[EXERCISE GOAL] Every line from the one with "the distant field" through the end of the records below should be restated word for word, and nothing outside that span.

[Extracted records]
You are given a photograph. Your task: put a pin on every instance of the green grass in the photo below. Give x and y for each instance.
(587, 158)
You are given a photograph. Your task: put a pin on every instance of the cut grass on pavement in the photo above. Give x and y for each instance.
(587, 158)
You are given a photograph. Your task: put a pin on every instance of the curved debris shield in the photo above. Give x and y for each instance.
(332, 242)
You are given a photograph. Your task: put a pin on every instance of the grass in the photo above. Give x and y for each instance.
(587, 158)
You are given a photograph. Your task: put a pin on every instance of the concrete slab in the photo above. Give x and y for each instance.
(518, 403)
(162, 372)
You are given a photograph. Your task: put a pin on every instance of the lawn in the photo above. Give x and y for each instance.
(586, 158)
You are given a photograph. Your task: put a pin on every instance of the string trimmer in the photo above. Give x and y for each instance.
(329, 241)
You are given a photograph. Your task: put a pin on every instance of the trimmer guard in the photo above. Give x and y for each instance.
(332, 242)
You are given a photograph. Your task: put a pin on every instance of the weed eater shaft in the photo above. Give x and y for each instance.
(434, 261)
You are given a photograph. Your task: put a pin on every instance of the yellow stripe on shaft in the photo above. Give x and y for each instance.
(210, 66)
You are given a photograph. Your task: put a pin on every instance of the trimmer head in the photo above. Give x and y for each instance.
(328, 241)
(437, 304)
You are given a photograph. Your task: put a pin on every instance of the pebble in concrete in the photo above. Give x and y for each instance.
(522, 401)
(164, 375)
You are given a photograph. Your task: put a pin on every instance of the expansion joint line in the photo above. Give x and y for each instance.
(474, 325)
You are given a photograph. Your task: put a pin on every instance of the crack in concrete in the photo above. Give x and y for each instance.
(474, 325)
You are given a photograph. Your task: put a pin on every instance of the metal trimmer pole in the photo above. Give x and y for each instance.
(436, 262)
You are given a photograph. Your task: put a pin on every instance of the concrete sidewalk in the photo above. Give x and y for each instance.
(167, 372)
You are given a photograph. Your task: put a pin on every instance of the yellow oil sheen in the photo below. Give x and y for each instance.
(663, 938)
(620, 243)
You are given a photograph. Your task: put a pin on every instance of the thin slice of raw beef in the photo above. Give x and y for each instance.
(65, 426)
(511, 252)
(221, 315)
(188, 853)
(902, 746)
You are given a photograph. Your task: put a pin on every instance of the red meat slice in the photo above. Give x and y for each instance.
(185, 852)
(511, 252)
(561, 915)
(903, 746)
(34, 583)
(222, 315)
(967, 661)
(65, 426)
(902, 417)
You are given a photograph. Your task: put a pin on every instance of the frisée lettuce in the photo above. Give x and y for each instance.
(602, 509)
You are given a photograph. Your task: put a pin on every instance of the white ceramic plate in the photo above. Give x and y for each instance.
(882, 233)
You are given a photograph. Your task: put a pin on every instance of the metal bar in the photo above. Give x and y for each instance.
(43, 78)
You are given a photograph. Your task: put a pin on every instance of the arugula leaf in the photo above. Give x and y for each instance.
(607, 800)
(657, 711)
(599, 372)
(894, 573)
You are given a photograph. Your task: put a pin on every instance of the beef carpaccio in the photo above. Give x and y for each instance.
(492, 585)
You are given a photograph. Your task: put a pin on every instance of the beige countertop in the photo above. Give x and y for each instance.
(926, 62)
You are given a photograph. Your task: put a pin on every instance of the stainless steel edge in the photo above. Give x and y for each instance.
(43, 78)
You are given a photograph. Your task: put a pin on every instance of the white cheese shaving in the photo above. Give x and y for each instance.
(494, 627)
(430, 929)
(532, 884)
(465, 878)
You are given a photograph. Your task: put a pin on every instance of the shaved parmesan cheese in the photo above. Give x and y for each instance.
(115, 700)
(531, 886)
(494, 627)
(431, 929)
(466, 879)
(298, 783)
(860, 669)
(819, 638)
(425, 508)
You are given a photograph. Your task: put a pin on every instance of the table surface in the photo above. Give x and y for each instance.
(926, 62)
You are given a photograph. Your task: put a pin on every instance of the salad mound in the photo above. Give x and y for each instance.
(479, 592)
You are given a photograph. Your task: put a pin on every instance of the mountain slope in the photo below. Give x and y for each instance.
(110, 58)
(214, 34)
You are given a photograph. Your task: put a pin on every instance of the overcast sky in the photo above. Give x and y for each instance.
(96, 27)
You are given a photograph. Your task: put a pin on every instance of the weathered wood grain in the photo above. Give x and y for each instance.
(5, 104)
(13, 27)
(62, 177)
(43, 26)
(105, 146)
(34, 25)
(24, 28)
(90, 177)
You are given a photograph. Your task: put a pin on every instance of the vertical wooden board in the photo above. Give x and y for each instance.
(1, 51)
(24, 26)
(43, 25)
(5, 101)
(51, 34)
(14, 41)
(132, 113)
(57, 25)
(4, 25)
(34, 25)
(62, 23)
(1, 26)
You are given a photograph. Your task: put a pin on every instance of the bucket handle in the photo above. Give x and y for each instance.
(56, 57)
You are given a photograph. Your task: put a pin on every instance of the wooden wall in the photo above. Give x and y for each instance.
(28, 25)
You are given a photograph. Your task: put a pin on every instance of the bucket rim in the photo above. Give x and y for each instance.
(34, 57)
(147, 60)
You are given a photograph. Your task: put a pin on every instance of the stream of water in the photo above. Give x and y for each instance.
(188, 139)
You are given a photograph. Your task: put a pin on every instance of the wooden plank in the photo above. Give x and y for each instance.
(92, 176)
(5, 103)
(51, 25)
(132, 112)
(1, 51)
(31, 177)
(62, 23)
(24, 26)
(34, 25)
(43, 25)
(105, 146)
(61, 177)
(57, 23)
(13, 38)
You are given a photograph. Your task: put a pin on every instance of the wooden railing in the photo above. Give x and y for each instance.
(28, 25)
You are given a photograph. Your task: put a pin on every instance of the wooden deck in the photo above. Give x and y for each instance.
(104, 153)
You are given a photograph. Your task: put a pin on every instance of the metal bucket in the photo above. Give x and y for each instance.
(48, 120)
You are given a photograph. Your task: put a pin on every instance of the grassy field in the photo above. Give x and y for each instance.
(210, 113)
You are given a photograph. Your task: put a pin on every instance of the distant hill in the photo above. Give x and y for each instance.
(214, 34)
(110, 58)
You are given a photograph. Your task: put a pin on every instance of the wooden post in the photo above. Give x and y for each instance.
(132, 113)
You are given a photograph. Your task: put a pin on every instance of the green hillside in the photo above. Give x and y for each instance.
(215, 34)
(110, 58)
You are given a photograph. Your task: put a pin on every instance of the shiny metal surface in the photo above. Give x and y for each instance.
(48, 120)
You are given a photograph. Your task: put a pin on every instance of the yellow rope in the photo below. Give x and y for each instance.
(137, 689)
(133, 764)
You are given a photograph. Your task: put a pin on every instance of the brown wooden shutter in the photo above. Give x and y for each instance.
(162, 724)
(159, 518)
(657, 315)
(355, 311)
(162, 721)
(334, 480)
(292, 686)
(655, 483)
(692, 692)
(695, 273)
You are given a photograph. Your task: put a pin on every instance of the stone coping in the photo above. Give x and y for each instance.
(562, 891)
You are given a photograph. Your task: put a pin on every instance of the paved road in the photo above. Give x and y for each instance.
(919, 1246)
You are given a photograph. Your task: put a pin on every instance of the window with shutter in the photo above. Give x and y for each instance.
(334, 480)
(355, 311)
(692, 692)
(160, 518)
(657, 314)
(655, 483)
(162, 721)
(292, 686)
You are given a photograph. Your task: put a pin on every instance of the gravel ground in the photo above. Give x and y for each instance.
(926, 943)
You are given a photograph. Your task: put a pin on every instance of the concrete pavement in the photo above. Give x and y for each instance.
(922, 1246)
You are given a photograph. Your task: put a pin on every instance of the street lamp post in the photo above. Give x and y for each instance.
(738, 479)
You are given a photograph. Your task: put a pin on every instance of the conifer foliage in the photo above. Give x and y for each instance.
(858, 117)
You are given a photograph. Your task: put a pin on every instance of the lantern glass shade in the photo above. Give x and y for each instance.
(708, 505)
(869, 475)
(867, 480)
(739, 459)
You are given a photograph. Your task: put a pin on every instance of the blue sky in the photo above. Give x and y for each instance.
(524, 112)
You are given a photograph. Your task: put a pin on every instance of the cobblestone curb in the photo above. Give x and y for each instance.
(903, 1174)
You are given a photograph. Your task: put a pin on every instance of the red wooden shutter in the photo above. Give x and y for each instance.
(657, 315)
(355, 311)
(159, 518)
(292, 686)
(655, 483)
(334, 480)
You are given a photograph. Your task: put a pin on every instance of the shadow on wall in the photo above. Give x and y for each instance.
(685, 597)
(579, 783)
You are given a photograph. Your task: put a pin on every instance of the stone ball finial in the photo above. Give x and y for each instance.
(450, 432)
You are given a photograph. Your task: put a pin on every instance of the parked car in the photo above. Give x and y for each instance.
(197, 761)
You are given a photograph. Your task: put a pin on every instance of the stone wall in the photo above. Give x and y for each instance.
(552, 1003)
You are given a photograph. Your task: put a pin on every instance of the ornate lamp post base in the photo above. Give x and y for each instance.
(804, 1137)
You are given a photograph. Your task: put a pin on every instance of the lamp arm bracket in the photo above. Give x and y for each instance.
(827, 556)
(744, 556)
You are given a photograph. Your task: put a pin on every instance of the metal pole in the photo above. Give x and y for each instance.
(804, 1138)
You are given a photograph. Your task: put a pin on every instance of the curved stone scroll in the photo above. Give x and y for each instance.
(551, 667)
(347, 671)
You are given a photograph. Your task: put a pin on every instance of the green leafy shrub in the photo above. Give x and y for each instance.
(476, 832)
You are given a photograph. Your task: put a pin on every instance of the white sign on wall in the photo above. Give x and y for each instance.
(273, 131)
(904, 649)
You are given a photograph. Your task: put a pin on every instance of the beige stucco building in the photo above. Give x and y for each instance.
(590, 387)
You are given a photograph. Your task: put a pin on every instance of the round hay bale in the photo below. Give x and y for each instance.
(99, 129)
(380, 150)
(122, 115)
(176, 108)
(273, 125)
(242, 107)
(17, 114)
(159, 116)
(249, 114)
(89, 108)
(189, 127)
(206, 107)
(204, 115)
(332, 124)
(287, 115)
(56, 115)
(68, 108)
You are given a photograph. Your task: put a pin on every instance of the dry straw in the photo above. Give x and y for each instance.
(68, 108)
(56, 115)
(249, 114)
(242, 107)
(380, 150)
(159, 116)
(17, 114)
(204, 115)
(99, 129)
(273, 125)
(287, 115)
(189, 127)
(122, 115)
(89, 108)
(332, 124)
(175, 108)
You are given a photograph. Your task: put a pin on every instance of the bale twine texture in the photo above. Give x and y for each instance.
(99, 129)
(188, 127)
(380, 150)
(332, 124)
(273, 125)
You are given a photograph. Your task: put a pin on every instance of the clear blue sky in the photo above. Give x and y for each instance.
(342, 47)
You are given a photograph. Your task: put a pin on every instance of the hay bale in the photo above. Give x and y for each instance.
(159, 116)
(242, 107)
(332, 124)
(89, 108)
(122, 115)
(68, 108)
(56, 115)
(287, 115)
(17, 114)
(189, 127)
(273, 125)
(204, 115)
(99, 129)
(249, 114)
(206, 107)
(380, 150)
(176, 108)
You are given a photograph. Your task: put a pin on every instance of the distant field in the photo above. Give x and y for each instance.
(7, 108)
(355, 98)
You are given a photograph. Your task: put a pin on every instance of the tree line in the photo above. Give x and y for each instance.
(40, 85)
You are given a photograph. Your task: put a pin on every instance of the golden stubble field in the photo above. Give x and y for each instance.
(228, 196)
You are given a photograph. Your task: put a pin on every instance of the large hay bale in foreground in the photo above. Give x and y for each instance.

[SOLUTION]
You are given a photograph. Your task: put a pin on every instance of the distant field in the photo above. Give x and y for each instance.
(7, 108)
(355, 98)
You are given a photograph. Your task: put a pin on every instance of the tree line in the photo above. Give x and y for each instance.
(40, 85)
You are given a photograph. Your task: put a pin on every instance of the golden stubble field in the photo above. Give x and y for each instance.
(228, 196)
You are given a photograph. Your task: put a pin on every instance of the large hay bale in foreground in the photo above. Give x and y for each instance.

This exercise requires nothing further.